-- Goal --
Recast the entries from the line with "Pinpoint every instance of brick wall" up to and including the line with "[317,349,359,387]" as a two-column CSV headed entry_text and answer. Give one row per entry, with each value in a single quoted field and line breaks replaced by spaces.
* BEGIN Listing *
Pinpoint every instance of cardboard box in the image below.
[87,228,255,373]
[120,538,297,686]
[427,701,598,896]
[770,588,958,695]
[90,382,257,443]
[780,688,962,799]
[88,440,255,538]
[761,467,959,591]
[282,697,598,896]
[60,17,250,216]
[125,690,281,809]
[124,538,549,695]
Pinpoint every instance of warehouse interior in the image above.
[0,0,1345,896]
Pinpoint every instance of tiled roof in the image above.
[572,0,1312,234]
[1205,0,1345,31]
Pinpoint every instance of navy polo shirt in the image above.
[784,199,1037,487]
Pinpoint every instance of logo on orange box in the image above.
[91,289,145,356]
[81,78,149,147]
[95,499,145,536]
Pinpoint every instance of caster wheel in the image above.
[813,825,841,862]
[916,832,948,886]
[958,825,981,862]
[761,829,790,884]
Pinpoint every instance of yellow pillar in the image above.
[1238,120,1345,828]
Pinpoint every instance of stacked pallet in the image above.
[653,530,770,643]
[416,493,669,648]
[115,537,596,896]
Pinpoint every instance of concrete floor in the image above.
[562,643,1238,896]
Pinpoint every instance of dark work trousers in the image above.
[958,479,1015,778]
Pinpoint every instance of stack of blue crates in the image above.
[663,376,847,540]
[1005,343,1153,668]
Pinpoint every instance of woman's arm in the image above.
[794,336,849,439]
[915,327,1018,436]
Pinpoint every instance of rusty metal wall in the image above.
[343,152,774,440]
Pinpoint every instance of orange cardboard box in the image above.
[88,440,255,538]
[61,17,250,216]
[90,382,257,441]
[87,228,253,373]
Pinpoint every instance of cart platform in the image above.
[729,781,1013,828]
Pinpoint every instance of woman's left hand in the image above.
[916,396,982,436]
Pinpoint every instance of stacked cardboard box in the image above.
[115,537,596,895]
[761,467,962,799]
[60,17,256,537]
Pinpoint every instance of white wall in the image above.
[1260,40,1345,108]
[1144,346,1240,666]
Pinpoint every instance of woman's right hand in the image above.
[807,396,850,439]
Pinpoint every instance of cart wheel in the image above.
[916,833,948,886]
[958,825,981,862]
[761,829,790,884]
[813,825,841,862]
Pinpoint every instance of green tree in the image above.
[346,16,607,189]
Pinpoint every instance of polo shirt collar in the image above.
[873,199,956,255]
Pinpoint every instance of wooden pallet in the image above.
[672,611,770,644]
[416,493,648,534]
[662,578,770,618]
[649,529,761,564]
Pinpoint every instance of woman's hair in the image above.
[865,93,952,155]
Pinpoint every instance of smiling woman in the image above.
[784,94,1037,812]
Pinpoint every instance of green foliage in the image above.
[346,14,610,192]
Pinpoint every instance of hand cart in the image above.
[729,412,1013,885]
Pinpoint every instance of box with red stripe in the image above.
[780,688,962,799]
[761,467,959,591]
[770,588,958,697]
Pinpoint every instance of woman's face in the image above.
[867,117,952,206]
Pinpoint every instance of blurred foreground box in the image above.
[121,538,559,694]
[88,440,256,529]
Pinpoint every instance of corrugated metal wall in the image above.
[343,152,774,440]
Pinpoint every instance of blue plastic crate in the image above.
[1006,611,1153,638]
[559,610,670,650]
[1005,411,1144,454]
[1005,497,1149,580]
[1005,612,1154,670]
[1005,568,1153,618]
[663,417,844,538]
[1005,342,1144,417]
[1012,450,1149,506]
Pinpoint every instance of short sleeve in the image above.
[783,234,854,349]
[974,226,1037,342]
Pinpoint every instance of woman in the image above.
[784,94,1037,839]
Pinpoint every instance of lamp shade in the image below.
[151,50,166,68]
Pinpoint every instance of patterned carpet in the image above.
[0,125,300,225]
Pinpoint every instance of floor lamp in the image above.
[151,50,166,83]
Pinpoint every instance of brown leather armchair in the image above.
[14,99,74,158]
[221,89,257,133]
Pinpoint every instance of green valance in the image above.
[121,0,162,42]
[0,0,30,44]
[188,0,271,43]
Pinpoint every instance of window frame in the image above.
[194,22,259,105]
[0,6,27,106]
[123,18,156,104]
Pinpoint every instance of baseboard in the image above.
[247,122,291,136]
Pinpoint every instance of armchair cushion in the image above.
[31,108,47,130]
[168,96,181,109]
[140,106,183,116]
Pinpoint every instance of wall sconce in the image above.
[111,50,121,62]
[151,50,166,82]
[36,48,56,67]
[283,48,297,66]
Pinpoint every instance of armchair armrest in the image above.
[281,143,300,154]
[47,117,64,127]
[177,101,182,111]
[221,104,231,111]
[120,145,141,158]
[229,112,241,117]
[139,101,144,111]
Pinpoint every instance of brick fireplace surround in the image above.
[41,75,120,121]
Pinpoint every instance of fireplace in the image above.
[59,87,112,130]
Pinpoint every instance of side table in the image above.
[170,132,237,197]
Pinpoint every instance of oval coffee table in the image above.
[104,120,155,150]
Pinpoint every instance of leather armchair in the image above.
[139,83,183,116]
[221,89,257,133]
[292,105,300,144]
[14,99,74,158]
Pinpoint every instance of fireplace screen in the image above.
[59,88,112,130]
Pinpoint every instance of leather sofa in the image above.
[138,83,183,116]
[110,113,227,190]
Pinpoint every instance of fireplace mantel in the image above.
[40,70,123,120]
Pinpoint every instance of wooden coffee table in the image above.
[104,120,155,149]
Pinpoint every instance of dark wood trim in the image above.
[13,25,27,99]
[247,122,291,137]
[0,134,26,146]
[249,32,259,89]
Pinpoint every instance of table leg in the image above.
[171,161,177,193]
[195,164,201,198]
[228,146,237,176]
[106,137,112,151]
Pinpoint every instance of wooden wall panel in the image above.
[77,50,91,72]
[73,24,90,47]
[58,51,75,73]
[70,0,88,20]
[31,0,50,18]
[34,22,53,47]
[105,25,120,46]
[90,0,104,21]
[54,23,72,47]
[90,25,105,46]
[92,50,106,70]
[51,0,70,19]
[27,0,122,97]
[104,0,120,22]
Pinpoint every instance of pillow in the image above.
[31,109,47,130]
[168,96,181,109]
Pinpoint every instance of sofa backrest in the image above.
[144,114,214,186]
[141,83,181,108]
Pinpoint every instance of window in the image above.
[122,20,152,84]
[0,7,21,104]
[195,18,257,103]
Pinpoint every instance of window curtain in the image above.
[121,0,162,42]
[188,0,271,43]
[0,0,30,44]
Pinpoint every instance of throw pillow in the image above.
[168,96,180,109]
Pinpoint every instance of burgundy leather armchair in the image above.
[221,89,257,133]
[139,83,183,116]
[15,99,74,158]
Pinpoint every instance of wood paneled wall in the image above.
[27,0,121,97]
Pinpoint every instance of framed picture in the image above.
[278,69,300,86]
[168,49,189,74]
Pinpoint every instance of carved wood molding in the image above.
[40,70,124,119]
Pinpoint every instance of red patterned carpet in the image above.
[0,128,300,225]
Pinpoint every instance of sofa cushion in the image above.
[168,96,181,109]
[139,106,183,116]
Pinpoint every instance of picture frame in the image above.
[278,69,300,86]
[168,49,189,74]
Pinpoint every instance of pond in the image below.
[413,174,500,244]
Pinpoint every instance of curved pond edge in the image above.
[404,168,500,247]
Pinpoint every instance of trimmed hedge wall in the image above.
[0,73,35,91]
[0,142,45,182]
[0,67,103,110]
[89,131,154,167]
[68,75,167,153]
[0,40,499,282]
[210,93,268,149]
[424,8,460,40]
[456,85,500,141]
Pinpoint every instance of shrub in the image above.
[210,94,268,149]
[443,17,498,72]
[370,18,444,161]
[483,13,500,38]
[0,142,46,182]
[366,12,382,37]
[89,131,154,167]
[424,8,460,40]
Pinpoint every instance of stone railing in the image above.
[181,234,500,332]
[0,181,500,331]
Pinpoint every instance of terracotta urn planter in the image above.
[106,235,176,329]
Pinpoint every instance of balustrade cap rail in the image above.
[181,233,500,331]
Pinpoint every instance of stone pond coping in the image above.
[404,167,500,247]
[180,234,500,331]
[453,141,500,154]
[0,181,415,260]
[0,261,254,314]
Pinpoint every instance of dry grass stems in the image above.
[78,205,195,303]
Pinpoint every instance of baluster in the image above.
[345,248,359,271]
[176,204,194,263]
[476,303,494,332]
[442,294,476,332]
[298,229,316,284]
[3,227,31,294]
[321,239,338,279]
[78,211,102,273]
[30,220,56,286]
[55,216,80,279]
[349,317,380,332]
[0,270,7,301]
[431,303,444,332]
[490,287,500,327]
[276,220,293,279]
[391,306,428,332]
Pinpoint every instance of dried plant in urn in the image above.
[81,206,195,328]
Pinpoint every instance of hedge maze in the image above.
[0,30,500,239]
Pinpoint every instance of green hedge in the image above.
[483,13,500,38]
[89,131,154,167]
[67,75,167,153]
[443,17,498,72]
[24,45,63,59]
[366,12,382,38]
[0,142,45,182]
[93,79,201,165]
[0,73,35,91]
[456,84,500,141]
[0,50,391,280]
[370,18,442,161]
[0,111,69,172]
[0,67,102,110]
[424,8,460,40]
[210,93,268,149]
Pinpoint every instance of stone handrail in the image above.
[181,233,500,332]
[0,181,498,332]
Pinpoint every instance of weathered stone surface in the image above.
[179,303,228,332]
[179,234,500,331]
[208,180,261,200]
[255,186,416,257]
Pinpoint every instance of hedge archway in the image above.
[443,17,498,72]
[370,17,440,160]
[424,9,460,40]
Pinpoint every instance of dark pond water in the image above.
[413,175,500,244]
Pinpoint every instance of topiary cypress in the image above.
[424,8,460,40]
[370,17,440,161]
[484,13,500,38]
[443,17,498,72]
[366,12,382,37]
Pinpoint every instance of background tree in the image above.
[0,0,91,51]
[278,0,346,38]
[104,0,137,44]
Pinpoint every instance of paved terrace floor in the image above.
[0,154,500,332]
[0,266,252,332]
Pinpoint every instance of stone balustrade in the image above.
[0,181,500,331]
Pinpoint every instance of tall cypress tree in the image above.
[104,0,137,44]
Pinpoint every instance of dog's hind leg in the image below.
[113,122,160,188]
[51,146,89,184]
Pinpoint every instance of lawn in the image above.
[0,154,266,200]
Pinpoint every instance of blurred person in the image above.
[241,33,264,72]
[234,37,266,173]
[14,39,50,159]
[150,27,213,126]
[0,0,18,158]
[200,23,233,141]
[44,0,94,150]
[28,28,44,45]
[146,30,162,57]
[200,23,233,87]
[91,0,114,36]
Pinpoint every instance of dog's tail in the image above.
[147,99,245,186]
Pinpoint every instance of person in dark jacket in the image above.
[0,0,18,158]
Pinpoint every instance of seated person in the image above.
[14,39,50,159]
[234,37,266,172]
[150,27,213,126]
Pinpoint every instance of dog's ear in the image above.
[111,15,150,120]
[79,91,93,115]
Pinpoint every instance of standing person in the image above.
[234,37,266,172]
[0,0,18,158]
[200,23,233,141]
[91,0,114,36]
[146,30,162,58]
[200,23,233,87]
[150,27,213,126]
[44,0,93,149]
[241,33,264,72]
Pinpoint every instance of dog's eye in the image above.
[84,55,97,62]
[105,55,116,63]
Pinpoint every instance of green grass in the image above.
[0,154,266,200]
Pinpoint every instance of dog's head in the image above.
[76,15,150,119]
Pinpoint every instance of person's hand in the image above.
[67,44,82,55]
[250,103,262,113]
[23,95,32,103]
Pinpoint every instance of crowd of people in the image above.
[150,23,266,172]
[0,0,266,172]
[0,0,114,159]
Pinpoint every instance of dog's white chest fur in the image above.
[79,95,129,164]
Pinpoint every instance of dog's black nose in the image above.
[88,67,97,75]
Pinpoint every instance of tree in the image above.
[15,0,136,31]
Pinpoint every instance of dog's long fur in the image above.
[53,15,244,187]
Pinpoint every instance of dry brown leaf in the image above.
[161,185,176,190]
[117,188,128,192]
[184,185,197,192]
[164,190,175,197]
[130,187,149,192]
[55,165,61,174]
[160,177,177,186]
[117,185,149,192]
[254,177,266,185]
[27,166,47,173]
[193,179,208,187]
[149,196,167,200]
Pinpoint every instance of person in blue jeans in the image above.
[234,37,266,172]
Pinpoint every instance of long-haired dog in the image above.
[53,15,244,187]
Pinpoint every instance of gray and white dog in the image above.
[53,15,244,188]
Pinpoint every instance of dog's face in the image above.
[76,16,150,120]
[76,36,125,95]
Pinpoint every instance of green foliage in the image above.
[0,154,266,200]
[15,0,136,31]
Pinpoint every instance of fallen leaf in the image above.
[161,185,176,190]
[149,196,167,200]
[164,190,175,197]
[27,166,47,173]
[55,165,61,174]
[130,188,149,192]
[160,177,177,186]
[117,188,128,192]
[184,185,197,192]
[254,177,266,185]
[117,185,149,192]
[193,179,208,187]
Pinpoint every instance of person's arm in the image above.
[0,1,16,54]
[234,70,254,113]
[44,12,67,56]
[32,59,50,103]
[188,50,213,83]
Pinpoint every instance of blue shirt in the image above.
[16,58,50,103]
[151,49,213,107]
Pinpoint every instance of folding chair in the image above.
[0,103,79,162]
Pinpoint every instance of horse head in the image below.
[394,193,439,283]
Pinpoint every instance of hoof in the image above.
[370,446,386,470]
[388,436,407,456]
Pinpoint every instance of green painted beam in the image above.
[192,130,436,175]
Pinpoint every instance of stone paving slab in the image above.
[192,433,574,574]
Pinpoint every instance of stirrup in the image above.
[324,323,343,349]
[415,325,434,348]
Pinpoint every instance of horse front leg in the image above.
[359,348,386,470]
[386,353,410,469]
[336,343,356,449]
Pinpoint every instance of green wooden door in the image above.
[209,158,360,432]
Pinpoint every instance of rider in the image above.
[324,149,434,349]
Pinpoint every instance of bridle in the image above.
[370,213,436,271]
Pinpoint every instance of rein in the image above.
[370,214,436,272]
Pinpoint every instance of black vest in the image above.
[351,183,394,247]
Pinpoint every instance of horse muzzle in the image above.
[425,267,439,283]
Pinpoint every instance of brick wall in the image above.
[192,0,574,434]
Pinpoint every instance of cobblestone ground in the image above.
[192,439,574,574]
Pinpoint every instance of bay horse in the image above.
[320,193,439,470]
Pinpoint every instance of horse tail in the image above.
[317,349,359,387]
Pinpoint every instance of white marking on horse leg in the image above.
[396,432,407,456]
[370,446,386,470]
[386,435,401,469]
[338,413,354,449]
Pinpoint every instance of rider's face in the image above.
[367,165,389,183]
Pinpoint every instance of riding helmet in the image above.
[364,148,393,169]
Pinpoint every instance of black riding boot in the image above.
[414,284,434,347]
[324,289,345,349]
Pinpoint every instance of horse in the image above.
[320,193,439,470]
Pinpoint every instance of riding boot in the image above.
* END Listing *
-- The output --
entry_text,answer
"Pinpoint every instance of brick wall in the image above.","[192,0,574,434]"
"Pinpoint every instance of cobblestone ground in the image above.","[192,439,574,574]"
"Pinpoint every instance of bay horse in the image above.","[320,193,439,470]"
"Pinpoint every instance of horse tail in the image above.","[317,349,359,387]"